• [WHAT NEEDS TO BE DONE] Rewrite the entries from the line containing "Mark the wooden chair with a point." through the end of the entries, changing "shrub" to "bush" and leaving everything else as it is.

• [DATA ROWS]
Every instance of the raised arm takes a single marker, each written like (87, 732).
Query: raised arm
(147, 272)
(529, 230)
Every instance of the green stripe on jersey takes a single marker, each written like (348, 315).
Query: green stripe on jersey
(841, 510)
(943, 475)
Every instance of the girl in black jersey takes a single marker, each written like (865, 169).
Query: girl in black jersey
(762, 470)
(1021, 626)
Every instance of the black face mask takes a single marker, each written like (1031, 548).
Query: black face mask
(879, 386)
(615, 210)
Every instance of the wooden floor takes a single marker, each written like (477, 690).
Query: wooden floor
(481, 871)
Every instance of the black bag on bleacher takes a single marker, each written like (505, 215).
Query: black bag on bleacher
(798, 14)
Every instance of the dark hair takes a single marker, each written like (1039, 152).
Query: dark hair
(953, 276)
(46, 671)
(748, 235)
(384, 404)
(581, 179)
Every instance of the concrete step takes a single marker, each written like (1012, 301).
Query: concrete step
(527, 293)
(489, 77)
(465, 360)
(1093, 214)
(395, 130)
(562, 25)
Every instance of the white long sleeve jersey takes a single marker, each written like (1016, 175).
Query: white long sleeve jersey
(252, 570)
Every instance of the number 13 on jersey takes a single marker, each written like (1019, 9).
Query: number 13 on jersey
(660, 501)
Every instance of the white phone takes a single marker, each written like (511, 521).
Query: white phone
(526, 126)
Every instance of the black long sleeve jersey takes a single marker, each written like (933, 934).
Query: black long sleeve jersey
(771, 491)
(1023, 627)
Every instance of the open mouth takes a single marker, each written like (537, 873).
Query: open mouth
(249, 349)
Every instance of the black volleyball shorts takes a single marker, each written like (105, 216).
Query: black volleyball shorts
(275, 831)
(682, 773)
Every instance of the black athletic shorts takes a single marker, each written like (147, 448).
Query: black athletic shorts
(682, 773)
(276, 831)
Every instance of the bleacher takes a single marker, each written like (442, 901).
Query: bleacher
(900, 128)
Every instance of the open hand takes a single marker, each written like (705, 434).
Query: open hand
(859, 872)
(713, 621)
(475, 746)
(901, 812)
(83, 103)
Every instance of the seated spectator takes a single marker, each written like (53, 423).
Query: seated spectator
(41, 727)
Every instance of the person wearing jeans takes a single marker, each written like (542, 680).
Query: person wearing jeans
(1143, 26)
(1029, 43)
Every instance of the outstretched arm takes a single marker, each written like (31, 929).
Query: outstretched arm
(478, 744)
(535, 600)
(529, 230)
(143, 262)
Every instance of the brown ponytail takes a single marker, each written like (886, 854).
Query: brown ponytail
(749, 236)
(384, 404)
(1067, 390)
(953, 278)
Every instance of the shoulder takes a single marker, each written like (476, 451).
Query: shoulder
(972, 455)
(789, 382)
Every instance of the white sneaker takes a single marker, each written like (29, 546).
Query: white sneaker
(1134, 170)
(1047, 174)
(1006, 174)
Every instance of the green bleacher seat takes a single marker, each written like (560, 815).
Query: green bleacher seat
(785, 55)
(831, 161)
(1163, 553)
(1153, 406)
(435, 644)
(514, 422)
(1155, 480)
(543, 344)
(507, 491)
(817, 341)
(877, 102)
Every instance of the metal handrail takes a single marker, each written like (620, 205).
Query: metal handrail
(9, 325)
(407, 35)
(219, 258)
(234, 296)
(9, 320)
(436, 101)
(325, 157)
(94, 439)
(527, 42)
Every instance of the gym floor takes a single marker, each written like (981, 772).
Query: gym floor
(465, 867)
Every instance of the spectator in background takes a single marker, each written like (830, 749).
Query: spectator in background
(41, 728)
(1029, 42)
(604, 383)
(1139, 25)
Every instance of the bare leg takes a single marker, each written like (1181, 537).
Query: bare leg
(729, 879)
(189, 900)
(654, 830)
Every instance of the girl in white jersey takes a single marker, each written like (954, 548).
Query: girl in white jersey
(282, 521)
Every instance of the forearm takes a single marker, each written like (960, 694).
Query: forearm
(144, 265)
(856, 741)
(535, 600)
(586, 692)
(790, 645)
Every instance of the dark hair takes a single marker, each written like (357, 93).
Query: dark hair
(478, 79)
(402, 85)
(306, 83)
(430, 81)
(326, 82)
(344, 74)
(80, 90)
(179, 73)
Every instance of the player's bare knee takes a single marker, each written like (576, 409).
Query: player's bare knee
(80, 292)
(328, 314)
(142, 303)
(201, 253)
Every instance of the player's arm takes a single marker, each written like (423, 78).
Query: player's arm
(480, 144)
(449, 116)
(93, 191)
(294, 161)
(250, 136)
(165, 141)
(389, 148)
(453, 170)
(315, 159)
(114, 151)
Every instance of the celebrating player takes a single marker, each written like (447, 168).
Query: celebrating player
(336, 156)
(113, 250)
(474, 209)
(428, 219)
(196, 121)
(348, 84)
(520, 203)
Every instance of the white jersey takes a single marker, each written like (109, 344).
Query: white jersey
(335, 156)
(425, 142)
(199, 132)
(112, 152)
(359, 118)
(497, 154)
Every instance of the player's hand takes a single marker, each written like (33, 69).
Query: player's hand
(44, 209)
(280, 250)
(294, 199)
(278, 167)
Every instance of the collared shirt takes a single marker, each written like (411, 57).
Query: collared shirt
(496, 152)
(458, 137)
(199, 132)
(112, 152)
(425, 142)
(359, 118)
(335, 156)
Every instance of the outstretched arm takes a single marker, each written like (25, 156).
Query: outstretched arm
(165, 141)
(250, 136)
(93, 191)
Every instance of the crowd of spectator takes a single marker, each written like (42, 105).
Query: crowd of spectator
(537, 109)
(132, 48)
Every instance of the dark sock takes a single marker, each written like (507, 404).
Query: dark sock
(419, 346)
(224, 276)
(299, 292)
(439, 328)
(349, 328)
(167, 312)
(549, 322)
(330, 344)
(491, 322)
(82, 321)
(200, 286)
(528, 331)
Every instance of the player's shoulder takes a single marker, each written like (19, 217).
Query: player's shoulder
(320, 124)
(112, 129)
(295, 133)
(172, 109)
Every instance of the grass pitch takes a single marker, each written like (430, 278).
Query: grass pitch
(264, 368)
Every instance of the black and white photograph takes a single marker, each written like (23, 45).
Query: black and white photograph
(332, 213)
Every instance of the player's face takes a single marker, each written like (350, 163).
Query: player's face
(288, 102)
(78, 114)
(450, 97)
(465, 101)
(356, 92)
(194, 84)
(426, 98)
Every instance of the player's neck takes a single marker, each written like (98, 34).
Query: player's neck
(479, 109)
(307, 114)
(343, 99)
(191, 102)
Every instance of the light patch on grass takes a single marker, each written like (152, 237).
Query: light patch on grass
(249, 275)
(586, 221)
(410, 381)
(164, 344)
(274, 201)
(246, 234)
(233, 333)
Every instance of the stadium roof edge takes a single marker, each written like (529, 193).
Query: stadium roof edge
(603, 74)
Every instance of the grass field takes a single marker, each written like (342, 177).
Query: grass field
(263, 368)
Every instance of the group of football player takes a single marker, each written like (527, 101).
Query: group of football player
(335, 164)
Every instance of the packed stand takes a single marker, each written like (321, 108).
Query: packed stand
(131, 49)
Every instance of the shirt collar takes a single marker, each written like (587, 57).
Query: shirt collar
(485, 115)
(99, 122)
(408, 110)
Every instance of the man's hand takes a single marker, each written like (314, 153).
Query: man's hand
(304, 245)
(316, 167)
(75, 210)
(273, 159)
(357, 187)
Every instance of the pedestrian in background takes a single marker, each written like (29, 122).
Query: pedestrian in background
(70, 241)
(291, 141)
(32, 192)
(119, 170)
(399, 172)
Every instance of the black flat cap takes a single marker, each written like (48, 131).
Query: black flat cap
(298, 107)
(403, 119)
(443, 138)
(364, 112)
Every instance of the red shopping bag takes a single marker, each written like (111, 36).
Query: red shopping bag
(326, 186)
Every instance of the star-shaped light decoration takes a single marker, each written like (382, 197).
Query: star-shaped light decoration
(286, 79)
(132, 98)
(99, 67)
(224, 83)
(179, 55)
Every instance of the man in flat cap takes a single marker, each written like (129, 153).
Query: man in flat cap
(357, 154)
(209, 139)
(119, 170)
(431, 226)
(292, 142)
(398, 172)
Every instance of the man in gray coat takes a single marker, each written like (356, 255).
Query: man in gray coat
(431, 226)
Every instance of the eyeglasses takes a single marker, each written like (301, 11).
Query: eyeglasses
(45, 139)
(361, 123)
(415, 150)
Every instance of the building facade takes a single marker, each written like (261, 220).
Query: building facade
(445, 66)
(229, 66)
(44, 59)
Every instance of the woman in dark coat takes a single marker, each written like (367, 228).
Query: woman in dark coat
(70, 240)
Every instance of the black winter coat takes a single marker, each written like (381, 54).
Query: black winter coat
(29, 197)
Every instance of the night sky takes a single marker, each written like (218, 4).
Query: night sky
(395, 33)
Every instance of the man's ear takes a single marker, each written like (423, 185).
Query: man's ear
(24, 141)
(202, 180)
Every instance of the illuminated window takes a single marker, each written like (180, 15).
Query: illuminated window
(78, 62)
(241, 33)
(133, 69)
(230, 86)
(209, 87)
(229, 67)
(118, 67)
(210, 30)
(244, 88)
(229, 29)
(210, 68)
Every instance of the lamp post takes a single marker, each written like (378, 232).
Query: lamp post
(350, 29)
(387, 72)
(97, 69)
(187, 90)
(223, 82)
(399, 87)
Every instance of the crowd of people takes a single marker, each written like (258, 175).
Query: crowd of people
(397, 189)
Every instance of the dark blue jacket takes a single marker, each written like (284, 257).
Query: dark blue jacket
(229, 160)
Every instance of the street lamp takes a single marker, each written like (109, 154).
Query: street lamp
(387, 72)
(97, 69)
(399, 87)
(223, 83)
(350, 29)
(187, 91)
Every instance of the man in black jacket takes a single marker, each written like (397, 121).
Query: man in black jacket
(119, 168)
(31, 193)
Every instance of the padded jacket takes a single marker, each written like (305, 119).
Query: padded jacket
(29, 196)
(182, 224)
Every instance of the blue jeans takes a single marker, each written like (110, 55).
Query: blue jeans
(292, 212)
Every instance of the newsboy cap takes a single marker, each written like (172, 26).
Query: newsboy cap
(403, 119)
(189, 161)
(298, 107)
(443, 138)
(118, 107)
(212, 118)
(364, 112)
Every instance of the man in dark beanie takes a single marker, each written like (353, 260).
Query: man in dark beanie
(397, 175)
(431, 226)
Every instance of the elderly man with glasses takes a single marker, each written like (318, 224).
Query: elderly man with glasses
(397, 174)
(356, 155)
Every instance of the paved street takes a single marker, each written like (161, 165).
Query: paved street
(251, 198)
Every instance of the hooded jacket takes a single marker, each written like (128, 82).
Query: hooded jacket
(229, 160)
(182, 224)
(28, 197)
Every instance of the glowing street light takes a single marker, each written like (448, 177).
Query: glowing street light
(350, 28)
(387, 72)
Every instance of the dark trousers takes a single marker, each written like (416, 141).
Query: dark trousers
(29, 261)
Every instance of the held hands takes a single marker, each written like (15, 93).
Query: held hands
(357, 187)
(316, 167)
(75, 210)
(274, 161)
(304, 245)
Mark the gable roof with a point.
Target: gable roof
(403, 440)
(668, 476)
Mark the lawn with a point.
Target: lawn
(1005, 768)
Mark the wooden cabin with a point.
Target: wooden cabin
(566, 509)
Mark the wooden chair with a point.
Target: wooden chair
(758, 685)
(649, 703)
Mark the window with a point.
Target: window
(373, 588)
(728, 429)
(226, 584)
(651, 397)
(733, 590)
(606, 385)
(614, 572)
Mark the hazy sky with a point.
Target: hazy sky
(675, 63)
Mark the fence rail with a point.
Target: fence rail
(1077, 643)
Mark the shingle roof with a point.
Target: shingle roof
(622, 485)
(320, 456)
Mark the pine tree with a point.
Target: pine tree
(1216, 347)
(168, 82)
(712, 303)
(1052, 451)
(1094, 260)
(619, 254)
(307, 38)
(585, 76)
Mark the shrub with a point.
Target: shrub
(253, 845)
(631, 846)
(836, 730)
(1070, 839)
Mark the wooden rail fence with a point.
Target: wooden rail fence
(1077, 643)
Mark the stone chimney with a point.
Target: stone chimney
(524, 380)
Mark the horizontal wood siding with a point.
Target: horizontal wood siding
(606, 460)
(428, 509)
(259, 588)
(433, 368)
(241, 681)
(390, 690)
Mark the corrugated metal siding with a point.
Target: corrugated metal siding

• [TASK ANSWER]
Mark the wooden chair with a point.
Target: wooden chair
(758, 685)
(649, 703)
Mark the window with a point.
Target: window
(373, 588)
(728, 429)
(226, 584)
(651, 397)
(733, 590)
(606, 385)
(614, 572)
Mark the hazy sky with a point.
Target: hazy sky
(675, 63)
Mark the fence rail with a point.
Target: fence rail
(1077, 643)
Mark the shingle roof with a point.
Target: shingle roof
(622, 485)
(320, 456)
Mark the pine tree with a point.
Target: pine tree
(1216, 347)
(168, 82)
(712, 303)
(1052, 451)
(1094, 260)
(619, 254)
(307, 38)
(585, 76)
Mark the bush with a point.
Target: bush
(253, 845)
(631, 846)
(836, 730)
(1070, 839)
Mark the wooden rail fence with a point.
Target: wooden rail fence
(1077, 643)
Mark the stone chimney with a point.
Target: stone chimney
(524, 380)
Mark the horizontal wood siding with a point.
Target: horizontal wood siding
(606, 460)
(428, 509)
(259, 588)
(433, 368)
(241, 681)
(390, 690)
Mark the corrugated metal siding with a point.
Target: corrugated metal siding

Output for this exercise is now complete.